== Aim ==
Write out the stretch of lines from the one containing "detecting red smoke" through the end of the lines, including each request line. Shift every bounding box coordinate in the answers by adding 15 to it.

Dataset rows
⟨

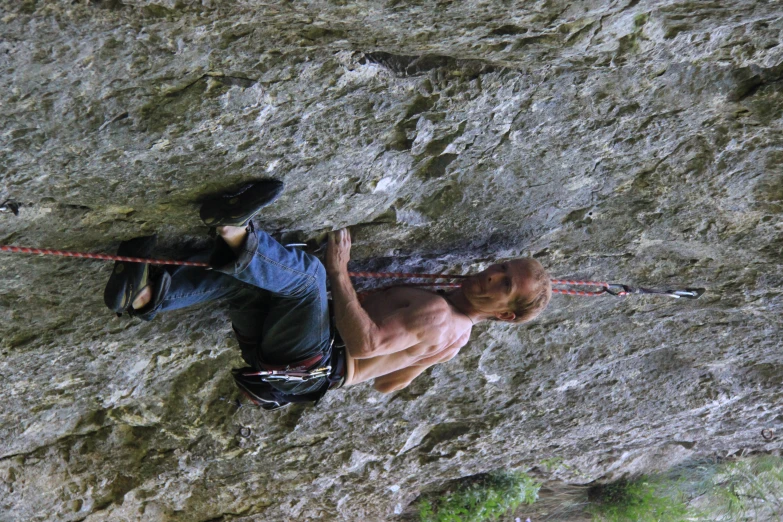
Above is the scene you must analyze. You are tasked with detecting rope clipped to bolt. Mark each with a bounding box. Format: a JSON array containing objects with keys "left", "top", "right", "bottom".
[{"left": 0, "top": 245, "right": 705, "bottom": 299}]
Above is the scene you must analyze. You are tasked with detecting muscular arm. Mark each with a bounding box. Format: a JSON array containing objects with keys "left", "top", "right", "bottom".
[
  {"left": 326, "top": 230, "right": 419, "bottom": 359},
  {"left": 373, "top": 348, "right": 459, "bottom": 393}
]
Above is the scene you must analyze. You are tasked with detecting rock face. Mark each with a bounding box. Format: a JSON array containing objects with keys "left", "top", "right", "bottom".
[{"left": 0, "top": 0, "right": 783, "bottom": 522}]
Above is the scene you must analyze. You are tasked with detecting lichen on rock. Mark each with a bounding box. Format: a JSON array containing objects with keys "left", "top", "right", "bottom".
[{"left": 0, "top": 0, "right": 783, "bottom": 522}]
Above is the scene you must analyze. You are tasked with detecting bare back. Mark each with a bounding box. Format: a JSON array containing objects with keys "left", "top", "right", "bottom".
[{"left": 346, "top": 287, "right": 473, "bottom": 392}]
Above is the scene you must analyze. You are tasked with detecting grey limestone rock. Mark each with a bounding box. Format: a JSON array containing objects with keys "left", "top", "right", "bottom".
[{"left": 0, "top": 0, "right": 783, "bottom": 522}]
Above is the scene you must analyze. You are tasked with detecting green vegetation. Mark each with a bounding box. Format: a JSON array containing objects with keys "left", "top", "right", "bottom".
[
  {"left": 588, "top": 478, "right": 688, "bottom": 522},
  {"left": 419, "top": 473, "right": 541, "bottom": 522},
  {"left": 588, "top": 456, "right": 783, "bottom": 522},
  {"left": 418, "top": 455, "right": 783, "bottom": 522}
]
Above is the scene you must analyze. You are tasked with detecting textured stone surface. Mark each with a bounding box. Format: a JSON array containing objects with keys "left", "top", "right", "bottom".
[{"left": 0, "top": 0, "right": 783, "bottom": 522}]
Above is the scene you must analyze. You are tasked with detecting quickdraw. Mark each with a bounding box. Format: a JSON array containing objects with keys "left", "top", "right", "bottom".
[
  {"left": 0, "top": 245, "right": 705, "bottom": 299},
  {"left": 242, "top": 366, "right": 332, "bottom": 382}
]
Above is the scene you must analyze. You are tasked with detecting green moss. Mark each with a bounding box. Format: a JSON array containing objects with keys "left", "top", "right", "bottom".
[
  {"left": 419, "top": 473, "right": 541, "bottom": 522},
  {"left": 590, "top": 477, "right": 688, "bottom": 522}
]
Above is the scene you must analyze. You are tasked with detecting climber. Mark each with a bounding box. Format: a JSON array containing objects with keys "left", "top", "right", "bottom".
[{"left": 104, "top": 180, "right": 551, "bottom": 409}]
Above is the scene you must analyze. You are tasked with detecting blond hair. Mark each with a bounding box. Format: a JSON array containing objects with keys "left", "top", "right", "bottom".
[{"left": 511, "top": 258, "right": 552, "bottom": 323}]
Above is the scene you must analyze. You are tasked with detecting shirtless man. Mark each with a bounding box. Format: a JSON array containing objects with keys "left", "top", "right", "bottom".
[
  {"left": 326, "top": 229, "right": 552, "bottom": 393},
  {"left": 104, "top": 180, "right": 551, "bottom": 409}
]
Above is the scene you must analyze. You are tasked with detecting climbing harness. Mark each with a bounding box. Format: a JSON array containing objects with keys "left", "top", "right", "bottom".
[
  {"left": 0, "top": 199, "right": 19, "bottom": 216},
  {"left": 0, "top": 245, "right": 705, "bottom": 299}
]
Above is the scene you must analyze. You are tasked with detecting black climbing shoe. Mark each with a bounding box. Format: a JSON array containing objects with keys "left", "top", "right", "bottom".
[
  {"left": 199, "top": 179, "right": 284, "bottom": 227},
  {"left": 103, "top": 234, "right": 158, "bottom": 314}
]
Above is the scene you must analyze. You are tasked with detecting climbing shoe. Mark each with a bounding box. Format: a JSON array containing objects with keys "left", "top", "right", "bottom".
[
  {"left": 199, "top": 179, "right": 284, "bottom": 227},
  {"left": 103, "top": 234, "right": 158, "bottom": 314}
]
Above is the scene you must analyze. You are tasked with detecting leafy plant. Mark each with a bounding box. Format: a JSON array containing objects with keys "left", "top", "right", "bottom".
[
  {"left": 588, "top": 455, "right": 783, "bottom": 522},
  {"left": 588, "top": 477, "right": 688, "bottom": 522},
  {"left": 419, "top": 473, "right": 541, "bottom": 522}
]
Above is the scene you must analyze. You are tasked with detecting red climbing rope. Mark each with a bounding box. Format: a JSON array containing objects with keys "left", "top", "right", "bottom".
[{"left": 0, "top": 245, "right": 704, "bottom": 299}]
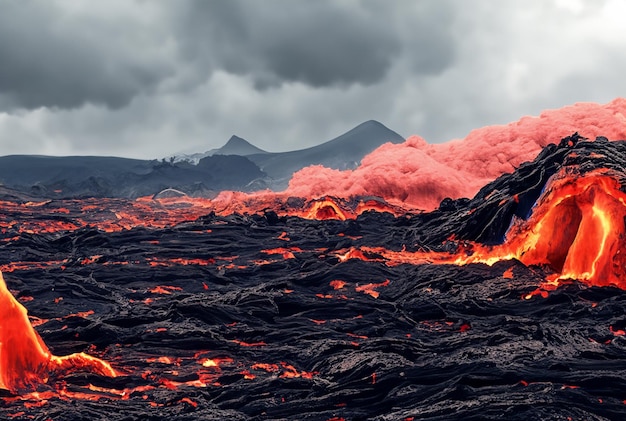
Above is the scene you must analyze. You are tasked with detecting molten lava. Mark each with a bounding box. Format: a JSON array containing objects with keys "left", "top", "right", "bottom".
[
  {"left": 352, "top": 171, "right": 626, "bottom": 289},
  {"left": 0, "top": 273, "right": 117, "bottom": 393}
]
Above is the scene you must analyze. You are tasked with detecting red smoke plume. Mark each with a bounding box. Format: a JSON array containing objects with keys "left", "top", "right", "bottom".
[{"left": 285, "top": 98, "right": 626, "bottom": 210}]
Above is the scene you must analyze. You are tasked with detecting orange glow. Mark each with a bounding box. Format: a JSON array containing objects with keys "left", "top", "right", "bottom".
[
  {"left": 0, "top": 273, "right": 117, "bottom": 393},
  {"left": 336, "top": 171, "right": 626, "bottom": 292}
]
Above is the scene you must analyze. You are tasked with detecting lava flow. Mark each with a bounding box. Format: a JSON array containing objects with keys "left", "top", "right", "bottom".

⟩

== Exercise response ==
Above is the scene you must analyze. You are tasked with detecting red smoke plume. Mark each with a bounding box. Format: a JSON array containing objects with keys "left", "top", "right", "bottom".
[{"left": 300, "top": 113, "right": 641, "bottom": 225}]
Above is the scene you must analyze. You are tasked with detecting orange glow. Mark each with a bounding box. Format: a JSON array containing objects with keys "left", "top", "right", "bottom".
[
  {"left": 15, "top": 288, "right": 132, "bottom": 408},
  {"left": 351, "top": 186, "right": 641, "bottom": 307}
]
Above is the scene you must analyze. You are tasked with detecting lava flow. Mark each with a bounding box. Format: a JSON array containing objects with keys "left", "top", "right", "bottom".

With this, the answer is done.